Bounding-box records
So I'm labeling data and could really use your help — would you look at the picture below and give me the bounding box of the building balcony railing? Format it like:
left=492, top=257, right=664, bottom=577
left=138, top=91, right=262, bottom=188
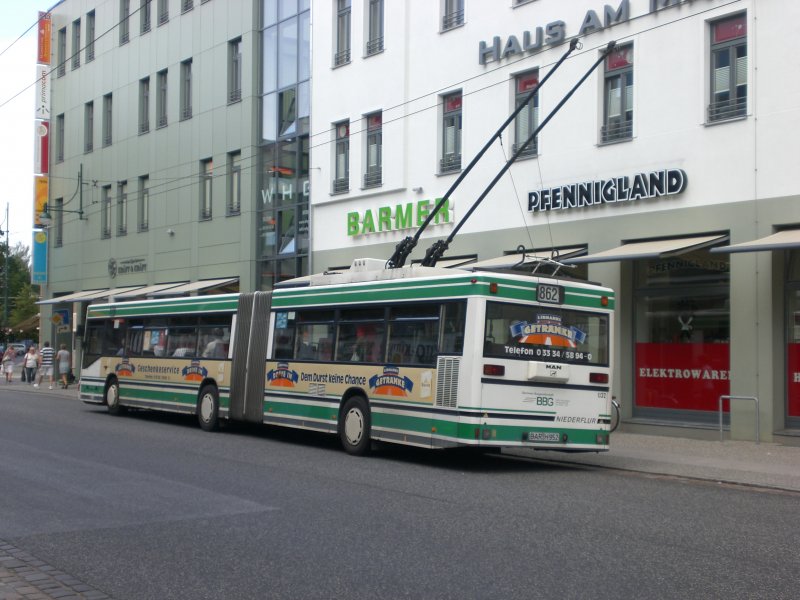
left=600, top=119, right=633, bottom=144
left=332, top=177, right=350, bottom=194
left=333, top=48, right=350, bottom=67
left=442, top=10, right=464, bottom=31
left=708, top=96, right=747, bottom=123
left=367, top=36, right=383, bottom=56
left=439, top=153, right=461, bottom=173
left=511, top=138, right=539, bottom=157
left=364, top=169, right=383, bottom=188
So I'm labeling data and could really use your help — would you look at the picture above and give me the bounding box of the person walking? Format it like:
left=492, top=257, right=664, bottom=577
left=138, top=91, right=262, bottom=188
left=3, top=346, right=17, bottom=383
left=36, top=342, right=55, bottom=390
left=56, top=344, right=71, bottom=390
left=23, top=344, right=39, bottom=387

==

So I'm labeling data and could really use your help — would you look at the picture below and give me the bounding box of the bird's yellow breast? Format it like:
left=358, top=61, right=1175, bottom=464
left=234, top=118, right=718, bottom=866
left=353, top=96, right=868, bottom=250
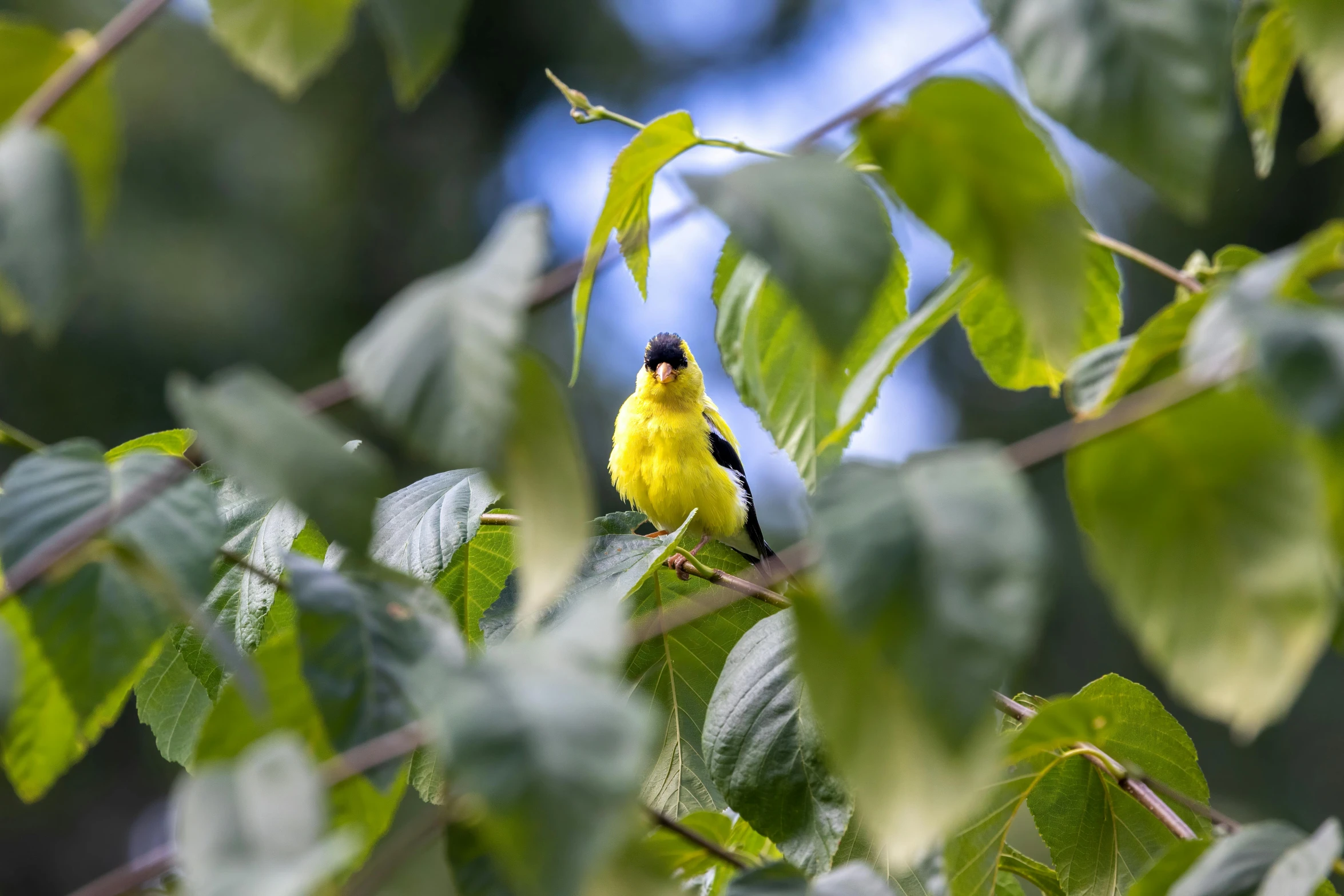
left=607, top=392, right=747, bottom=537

> [To do] In the part that opens with the line containing "of the bird's" and closes with the line containing "left=607, top=392, right=747, bottom=537", substitute "orange breast" for "yellow breast" and leave everything else unchanged. Give those lines again with the picture left out.

> [Result]
So I'm labeling data and could really use your help — would you look at the picture below and give me the bounding box of the bird's orange breast? Format it like:
left=358, top=61, right=1175, bottom=464
left=234, top=118, right=718, bottom=866
left=353, top=96, right=868, bottom=250
left=607, top=392, right=747, bottom=537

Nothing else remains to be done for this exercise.